▶ **ACTIONS DEMANDÉES**
a) Pouvez-vous restituer mot pour mot, dans l'extrait sur les pères palestiniens, tout ce qui va de « De nombreux pères » jusqu'à « à leur place. » ?
b) Pouvez-vous poursuivre l'extrait sur les pères palestiniens au-delà de sa dernière phrase ?

----- TEXTE EXTRAIT

Plus ils respirent librement à
Jérusalem-Ouest, plus ils nous étouffent
à Jérusalem-Est.
De nombreux pères
palestiniens ont été tués ou rendus
psychologiquement absents par
l’emprisonnement ou le traumatisme de la
torture ; un tiers de tous les hommes
palestiniens ont connu la détention
israélienne à un moment ou à un autre
depuis 1967. Beaucoup de ces pères,
libérés après de longues années en
prison, sont devenus l’ombre de ce
qu’ils étaient auparavant. Ces pères
voient bien que leurs fils aînés, bien
qu’encore de simples adolescents, sont
devenus « le père », à leur place.
Nos enfants font
souvent l’expérience de ce qu’est une
arrestation d’enfants dans leur maison.

----------
----- DONNÉES FOURNIES

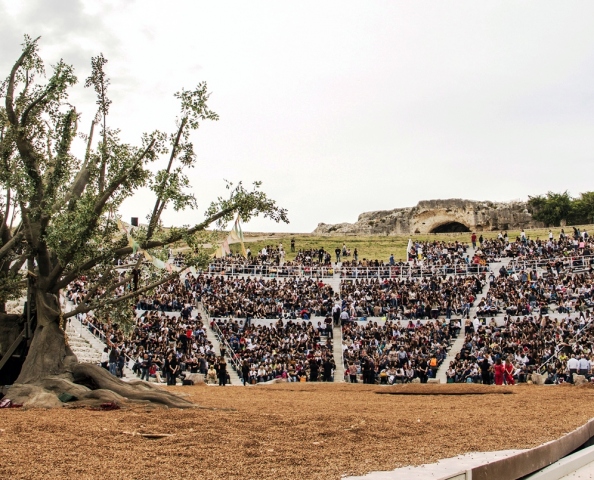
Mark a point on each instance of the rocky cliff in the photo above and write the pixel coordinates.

----------

▶ **LISTE DES RÉPONSES**
a)
De nombreux pères
palestiniens ont été tués ou rendus
psychologiquement absents par
l’emprisonnement ou le traumatisme de la
torture ; un tiers de tous les hommes
palestiniens ont connu la détention
israélienne à un moment ou à un autre
depuis 1967. Beaucoup de ces pères,
libérés après de longues années en
prison, sont devenus l’ombre de ce
qu’ils étaient auparavant. Ces pères
voient bien que leurs fils aînés, bien
qu’encore de simples adolescents, sont
devenus « le père », à leur place.

b)
Ils ont vu leur père rester désemparé
alors que des soldats masqués d’Israël
faisaient irruption avec leurs chiens
militaires, criant sur la famille en
hébreu, alors qu’un petit frère était
arraché de son lit. Dans certains cas,
le père est même contraint de remettre
ses enfants aux soldats, ravalant ses
larmes. Ils ont vu leur mère frappée,
humiliée et déshabillée quand elle avait
trop tenté de défendre ses enfants, et
ils ont vu leur père paralysé, incapable
de les protéger. Falah Abu Maria, de
Beit Ummar, a été tué alors qu’il
tentait de défendre son fils contre les
soldats, en juillet.
En outre, ces
enfants ont fait l’expérience d’une
direction palestinienne répressive et
inefficace. Après les élections
législatives palestiniennes de 2006, le
Président palestinien en a justifié le
rejet des résultats en déclarant « Si
nous avons à choisir entre le pain et la
démocratie, nous choisissons le pain ».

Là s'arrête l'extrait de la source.